**STUDY QUESTIONS**:
[1] Quote the Peyronie's disease visit passage exactly, the stretch from "Some patients are" through "identify and manage.".
[2] According to the Peyronie's disease visit passage, why do many patients say the temporary awkwardness of ultrasound is worth it?

**SUPPLIED PASSAGE**:
>>>>
Call your provider sooner if you develop sudden severe pain, significant swelling and bruising after sex, or a dramatic new change that feels urgent. A sharp painful event can point to a different injury that should not wait.
Patient Experiences: What This Visit Often Feels Like in Real Life
For many men, the hardest part of a Peyronie's disease visit happens before they ever step into the clinic. It is the part where they notice something is different, open six browser tabs at midnight, panic quietly, then spend three weeks pretending they are "just monitoring it." By the time they make the appointment, they are often carrying a mix of fear and hope. Fear that the curve will get worse, that sex will never feel normal again, or that they will be told nothing can be done. Hope that maybe, just maybe, the doctor will say, "Yes, this is treatable, and no, your life is not over."
A lot of patients describe the first conversation as unexpectedly relieving. Saying the words out loud to a professional can feel awkward for about thirty seconds and then strangely freeing. Once the discussion starts, the visit becomes less about embarrassment and more about problem-solving. Instead of spiraling around questions like, "Why is this happening to me?" or "Is this permanent?" the conversation becomes more concrete: how long has this been going on, how much does it curve, does it hurt, are erections still firm, and what can we do next?
Some patients are surprised by how matter-of-fact the exam feels. They expect drama. What they usually get is a calm, clinical evaluation from someone who deals with this condition regularly. That alone can reduce a lot of panic. A specialist is not shocked by plaque, curvature, indentation, or length loss. To them, these are not bizarre one-off events. They are patterns to identify and manage.
Patients who bring photos often say it helps the appointment feel more productive. Instead of trying to describe the curve with hand gestures that somehow make things more confusing, they can show what is happening. People who undergo ultrasound sometimes report that it sounds scarier than it is. Yes, the idea of an injected erection in a medical office is not exactly on anyone's bucket list. But many patients say the clarity it provides makes the temporary awkwardness worth it, because it helps the doctor measure the problem and explain treatment more precisely.
<<<<
**INFORMATION PROVIDED**:
>>>>
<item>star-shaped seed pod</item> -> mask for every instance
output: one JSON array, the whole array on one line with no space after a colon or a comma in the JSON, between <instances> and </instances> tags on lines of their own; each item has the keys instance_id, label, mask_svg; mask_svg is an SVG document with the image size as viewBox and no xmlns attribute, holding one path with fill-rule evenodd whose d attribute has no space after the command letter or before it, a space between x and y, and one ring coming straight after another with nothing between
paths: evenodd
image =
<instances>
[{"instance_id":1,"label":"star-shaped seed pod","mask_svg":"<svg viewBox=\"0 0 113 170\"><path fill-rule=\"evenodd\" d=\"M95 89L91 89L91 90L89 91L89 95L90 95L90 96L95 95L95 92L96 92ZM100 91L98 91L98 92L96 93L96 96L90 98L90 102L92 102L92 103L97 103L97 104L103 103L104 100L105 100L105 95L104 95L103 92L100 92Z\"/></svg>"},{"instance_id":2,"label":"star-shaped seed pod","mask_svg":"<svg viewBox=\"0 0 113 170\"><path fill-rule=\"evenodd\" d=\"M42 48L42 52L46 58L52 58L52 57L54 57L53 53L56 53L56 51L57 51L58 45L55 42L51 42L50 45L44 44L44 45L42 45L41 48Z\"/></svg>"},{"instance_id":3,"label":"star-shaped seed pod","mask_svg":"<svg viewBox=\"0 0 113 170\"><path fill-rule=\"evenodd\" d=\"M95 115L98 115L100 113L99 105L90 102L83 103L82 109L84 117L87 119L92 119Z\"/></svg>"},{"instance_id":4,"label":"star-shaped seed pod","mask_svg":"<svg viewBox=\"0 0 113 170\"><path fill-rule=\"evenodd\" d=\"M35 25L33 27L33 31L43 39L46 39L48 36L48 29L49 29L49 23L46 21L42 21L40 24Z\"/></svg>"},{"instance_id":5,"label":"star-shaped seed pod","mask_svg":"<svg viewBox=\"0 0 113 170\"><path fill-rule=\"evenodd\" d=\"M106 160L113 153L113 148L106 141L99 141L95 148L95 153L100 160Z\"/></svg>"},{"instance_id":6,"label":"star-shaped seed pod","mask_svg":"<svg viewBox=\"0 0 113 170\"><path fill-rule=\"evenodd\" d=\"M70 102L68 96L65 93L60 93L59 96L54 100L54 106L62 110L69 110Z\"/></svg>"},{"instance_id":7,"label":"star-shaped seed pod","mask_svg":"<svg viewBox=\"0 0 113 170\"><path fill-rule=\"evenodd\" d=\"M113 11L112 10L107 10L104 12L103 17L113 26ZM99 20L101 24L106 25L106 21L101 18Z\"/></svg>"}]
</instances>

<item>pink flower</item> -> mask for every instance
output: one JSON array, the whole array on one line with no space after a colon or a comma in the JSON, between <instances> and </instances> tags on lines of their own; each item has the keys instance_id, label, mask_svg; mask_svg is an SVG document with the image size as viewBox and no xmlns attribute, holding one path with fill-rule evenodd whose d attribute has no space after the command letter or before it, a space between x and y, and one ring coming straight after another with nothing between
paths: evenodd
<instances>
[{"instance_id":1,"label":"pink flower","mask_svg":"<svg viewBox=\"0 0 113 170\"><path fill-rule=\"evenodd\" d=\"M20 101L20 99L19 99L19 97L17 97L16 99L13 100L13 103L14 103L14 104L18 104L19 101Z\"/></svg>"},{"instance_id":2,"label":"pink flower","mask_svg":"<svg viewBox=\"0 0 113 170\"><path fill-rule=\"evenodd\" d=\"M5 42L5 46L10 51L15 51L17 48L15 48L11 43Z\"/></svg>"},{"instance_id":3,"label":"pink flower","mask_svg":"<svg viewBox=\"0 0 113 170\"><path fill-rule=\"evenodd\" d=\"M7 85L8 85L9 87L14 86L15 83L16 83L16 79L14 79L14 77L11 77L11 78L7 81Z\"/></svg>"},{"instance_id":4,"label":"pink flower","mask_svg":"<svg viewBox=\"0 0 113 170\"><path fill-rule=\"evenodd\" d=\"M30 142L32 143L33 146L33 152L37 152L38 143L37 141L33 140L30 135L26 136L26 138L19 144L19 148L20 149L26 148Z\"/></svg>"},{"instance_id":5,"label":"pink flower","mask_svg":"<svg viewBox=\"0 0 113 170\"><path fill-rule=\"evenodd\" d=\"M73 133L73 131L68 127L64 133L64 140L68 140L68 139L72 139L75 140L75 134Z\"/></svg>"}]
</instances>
<<<<
**SOLUTIONS**:
[1]
Some patients are surprised by how matter-of-fact the exam feels. They expect drama. What they usually get is a calm, clinical evaluation from someone who deals with this condition regularly. That alone can reduce a lot of panic. A specialist is not shocked by plaque, curvature, indentation, or length loss. To them, these are not bizarre one-off events. They are patterns to identify and manage.

[2] It helps the doctor measure the problem and explain treatment more precisely.